* START Material *

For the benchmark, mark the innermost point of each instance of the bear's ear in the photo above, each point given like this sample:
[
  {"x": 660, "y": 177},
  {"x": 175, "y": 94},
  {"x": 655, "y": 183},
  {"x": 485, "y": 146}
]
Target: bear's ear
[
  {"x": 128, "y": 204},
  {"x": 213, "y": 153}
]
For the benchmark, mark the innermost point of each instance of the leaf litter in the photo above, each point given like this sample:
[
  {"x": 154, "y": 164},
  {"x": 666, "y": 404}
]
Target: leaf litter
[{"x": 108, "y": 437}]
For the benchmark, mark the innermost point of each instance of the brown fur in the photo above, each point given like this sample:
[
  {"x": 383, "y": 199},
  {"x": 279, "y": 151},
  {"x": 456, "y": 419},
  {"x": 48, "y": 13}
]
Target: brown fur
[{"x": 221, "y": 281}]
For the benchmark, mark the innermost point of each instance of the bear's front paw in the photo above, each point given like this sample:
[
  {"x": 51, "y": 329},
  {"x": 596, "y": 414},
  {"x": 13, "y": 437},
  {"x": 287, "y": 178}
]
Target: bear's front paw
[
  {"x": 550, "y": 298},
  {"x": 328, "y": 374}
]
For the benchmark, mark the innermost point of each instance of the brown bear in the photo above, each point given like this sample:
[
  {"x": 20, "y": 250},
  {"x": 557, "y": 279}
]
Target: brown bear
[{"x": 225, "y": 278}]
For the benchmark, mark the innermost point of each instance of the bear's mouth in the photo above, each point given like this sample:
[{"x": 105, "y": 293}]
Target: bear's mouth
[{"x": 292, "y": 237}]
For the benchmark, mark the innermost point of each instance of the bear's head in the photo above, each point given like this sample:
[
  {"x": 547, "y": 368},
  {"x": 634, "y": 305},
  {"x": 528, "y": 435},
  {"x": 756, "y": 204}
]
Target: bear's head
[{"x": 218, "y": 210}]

* END Material *

Extract each line of the listing above, copying it word for word.

For the benchmark, mark the innermost point of each instance of the bear's ear in the photo above, each point given like this sample:
[
  {"x": 660, "y": 177},
  {"x": 175, "y": 94},
  {"x": 655, "y": 183},
  {"x": 485, "y": 146}
]
Target: bear's ear
[
  {"x": 128, "y": 204},
  {"x": 213, "y": 153}
]
For the benchmark, mark the innermost point of each instance of the leaf litter in the photo above, each point given like this sample:
[
  {"x": 154, "y": 164},
  {"x": 666, "y": 404}
]
Target: leaf litter
[{"x": 108, "y": 437}]
For the benchmark, mark the innermost point of each instance of the brown fur in the photo above, each point given like this sample:
[
  {"x": 383, "y": 199},
  {"x": 279, "y": 151},
  {"x": 456, "y": 419},
  {"x": 48, "y": 13}
]
Target: brown fur
[{"x": 221, "y": 281}]
For the benchmark, mark the innermost point of each instance of the bear's front paw in the photo above, each point given like this sample:
[
  {"x": 51, "y": 329},
  {"x": 596, "y": 414},
  {"x": 13, "y": 437},
  {"x": 287, "y": 178}
]
Target: bear's front paw
[
  {"x": 550, "y": 298},
  {"x": 328, "y": 374}
]
For the benchmark, mark the innermost point of each instance of the brown bear in the photo above, each point given like this sample:
[
  {"x": 20, "y": 250},
  {"x": 557, "y": 279}
]
Target: brown bear
[{"x": 225, "y": 278}]
For the benchmark, mark the innermost point of each instance of the bear's mouth in the photo above, each point given like this sample:
[{"x": 105, "y": 293}]
Target: bear's mouth
[{"x": 292, "y": 237}]
For the benchmark, mark the innermost point of each instance of the bear's head in the photo above, each point given like this sample:
[
  {"x": 547, "y": 368},
  {"x": 634, "y": 305},
  {"x": 528, "y": 435},
  {"x": 756, "y": 204}
]
Target: bear's head
[{"x": 218, "y": 210}]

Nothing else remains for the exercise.